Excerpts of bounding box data
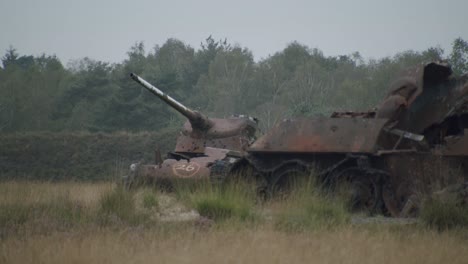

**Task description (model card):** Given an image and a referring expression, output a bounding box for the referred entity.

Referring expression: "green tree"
[449,38,468,74]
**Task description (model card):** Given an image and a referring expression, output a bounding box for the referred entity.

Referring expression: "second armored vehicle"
[246,62,468,216]
[125,73,257,185]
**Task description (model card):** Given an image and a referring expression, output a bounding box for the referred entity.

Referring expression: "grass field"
[0,182,468,263]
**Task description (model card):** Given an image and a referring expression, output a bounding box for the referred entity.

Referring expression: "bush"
[184,181,256,221]
[275,180,350,232]
[420,199,468,230]
[98,186,146,225]
[143,191,158,209]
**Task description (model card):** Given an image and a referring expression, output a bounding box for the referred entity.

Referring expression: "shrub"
[184,178,255,221]
[275,176,350,232]
[98,186,146,225]
[420,199,468,230]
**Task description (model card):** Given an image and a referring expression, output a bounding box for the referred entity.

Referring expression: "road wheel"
[331,167,382,214]
[267,164,311,199]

Aim of the task
Put every line of the data above into a Markdown table with the columns Row and Line, numbering each row and skipping blank lines. Leave the pictures out.

Task output
| Row | Line |
|---|---|
| 1 | **Task description (model card):** Given an image and a referring expression, output a bounding box for the referred entity. |
| 2 | Referring expression: "green tree" |
| 3 | [449,38,468,74] |
| 4 | **Task description (model card):** Given an image and a referring expression, output a bounding box for the referred entity. |
| 5 | Referring expression: "second armored vehicle" |
| 6 | [246,62,468,216] |
| 7 | [125,73,257,185] |
| 8 | **Task description (model card):** Given an image and a referring expression, output a bounding box for the referred entity. |
| 9 | Referring expression: "grass field" |
| 10 | [0,182,468,263] |
| 11 | **Task description (model card):** Given an image and a referring expression, output a bounding box for the referred entity. |
| 12 | Referring expression: "bush" |
| 13 | [184,181,256,221] |
| 14 | [275,180,350,232] |
| 15 | [420,199,468,230] |
| 16 | [98,186,146,225] |
| 17 | [143,191,158,209] |
| 18 | **Task description (model card):** Given an image and a referring expression, output a bounding box for the referred entity. |
| 19 | Referring expression: "shrub" |
| 20 | [184,178,255,221] |
| 21 | [275,176,350,232] |
| 22 | [98,186,146,225] |
| 23 | [420,199,468,230] |
| 24 | **Task description (model card):** Given an image and a referring expression, output a bounding box for the referred entity. |
| 25 | Referring expression: "road wheel" |
| 26 | [331,167,382,214] |
| 27 | [267,164,311,199] |